Steve Lawrence, winner of multiple Grammy and Emmy Awards, has died at age 88. He passed away due to complications with Alzheimer’s, which he was diagnosed with back in 2019. Lawrence has left behind a decades-long career in acting, comedy, writing, and music, most of which he shared with his late wife, Eydie Gormé, who died in 2013 of an unknown illness; together, they formed the pop duo Steve & Eydie, who released multiple chart-topping singles throughout the 60s and 70s. Individually, Steve Lawrence is also known for decades of roles in movies like The Blues Brothers and its sequel.
Steve Lawrence, Half of “Steve & Eydie,” Dies of Alzheimer’s
Steve Lawrence got his start in stardom at just 18 years old, when he was hired by Steve Allen to be a singer on Allen’s NYC late-night show, along with Andy Williams and his future wife, Eydie. Allen’s show was picked up by NBC in 1954, becoming the first iteration of The Tonight Show, and Lawrence, Gormé, and Williams would stay with the show until it ended in 1957, the same year Steve and Eydie were married. Not long after that, in the late 50s, Steve Lawrence was drafted into the U.S. Army and served as the vocal soloist for the United States Army Band “Pershing’s Own.”
Lawrence then began climbing in his solo career in the late 1950s, with chart-topping hits like “Go Away Little Girl,” “Party Doll,” “Footsteps,” and “Pretty Blue Eyes.” In 1958, Lawrence and Gormé appeared on the summer replacement show, The Steve Lawrence and Eydie Gormé Show. Together, the husband and wife duo would win a 1979 Primetime Emmy Award for Outstanding Comedy-Variety or Music Program for “Steve & Eydie Celebrate Irving Berlin.”

----------------

- **WHAT YOU HAVE TO DO**: Copy out the entire article about Steve Lawrence word for word. Rely only on the article about Steve Lawrence.

- **Source data**:

----------------

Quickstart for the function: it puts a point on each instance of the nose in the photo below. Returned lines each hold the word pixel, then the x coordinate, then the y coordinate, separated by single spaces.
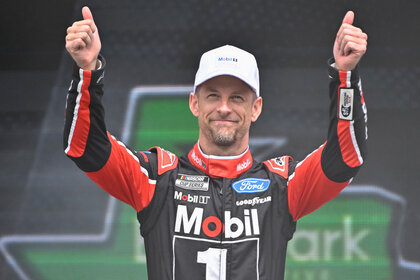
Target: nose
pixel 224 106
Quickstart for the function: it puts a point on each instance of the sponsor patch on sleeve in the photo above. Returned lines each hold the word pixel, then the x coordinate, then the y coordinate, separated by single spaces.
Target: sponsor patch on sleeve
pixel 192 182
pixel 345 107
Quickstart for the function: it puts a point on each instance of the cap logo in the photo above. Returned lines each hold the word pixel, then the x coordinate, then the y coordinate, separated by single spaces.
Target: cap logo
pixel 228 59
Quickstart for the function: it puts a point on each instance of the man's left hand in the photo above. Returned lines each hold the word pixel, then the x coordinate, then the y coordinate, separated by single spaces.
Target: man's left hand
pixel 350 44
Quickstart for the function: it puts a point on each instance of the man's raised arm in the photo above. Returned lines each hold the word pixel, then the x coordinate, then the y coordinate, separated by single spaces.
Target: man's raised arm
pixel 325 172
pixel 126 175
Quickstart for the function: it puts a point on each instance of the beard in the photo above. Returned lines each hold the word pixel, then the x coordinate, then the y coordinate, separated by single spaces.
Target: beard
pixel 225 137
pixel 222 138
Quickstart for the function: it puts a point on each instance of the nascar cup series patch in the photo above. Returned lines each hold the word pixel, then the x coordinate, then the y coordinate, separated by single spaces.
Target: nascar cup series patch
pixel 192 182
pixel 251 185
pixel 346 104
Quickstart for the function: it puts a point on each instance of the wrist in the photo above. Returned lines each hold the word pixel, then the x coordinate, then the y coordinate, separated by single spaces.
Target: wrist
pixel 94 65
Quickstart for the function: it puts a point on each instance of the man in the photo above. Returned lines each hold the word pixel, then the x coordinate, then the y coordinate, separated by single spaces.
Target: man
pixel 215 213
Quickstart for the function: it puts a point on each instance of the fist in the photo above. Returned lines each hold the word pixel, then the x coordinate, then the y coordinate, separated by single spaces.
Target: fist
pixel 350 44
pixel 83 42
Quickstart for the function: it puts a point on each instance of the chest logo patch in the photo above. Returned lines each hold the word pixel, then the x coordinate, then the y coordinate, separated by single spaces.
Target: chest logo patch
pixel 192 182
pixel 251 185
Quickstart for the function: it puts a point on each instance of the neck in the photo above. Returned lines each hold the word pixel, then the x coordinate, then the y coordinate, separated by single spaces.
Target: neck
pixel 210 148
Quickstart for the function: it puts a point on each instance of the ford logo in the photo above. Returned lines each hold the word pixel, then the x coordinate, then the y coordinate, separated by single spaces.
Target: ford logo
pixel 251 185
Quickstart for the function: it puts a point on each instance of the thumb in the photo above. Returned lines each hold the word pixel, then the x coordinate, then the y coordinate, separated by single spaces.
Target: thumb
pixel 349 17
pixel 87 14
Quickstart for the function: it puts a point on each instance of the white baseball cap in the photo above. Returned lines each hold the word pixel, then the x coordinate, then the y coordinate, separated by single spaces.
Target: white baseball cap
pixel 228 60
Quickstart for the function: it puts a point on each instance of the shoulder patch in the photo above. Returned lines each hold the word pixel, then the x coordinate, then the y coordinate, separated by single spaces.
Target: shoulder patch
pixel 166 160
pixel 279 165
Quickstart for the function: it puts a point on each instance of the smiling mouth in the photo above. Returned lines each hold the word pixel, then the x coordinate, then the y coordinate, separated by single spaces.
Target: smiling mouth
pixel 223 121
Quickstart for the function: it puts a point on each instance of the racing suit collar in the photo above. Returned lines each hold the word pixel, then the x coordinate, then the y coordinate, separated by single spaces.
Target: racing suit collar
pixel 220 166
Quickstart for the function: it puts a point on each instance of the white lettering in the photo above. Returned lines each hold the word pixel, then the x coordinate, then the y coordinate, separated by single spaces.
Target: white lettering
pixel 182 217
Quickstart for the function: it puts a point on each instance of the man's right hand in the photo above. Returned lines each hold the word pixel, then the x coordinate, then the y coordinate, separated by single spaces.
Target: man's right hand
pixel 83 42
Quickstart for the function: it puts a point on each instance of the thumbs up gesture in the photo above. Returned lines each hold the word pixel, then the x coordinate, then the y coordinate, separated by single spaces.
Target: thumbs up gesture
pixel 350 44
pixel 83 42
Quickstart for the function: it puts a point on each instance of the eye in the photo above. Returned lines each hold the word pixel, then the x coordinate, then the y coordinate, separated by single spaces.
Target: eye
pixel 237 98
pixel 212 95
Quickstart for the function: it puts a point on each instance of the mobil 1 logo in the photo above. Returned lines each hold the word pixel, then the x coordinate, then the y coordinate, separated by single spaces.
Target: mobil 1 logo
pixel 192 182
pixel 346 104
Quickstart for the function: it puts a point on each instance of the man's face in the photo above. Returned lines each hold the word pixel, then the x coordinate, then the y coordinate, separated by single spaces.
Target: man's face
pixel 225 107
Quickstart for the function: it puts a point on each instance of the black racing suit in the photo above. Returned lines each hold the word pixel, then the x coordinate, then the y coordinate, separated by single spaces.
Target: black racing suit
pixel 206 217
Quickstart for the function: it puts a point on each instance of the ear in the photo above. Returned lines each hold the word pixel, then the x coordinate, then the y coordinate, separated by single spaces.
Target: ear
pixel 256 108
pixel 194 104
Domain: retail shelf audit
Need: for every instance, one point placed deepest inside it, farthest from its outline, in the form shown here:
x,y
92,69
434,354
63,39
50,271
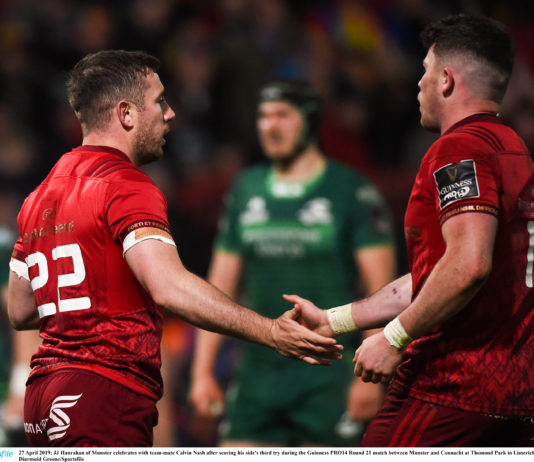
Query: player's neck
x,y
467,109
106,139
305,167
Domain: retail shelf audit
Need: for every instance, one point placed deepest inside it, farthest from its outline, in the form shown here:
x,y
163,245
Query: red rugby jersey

----------------

- **RESPONSE**:
Steve Lawrence, winner of multiple Grammy and Emmy Awards, has died at age 88. He passed away due to complications with Alzheimer’s, which he was diagnosed with back in 2019. Lawrence has left behind a decades-long career in acting, comedy, writing, and music, most of which he shared with his late wife, Eydie Gormé, who died in 2013 of an unknown illness; together, they formed the pop duo Steve & Eydie, who released multiple chart-topping singles throughout the 60s and 70s. Individually, Steve Lawrence is also known for decades of roles in movies like The Blues Brothers and its sequel.
Steve Lawrence, Half of “Steve & Eydie,” Dies of Alzheimer’s
Steve Lawrence got his start in stardom at just 18 years old, when he was hired by Steve Allen to be a singer on Allen’s NYC late-night show, along with Andy Williams and his future wife, Eydie. Allen’s show was picked up by NBC in 1954, becoming the first iteration of The Tonight Show, and Lawrence, Gormé, and Williams would stay with the show until it ended in 1957, the same year Steve and Eydie were married. Not long after that, in the late 50s, Steve Lawrence was drafted into the U.S. Army and served as the vocal soloist for the United States Army Band “Pershing’s Own.”
Lawrence then began climbing in his solo career in the late 1950s, with chart-topping hits like “Go Away Little Girl,” “Party Doll,” “Footsteps,” and “Pretty Blue Eyes.” In 1958, Lawrence and Gormé appeared on the summer replacement show, The Steve Lawrence and Eydie Gormé Show. Together, the husband and wife duo would win a 1979 Primetime Emmy Award for Outstanding Comedy-Variety or Music Program for “Steve & Eydie Celebrate Irving Berlin.”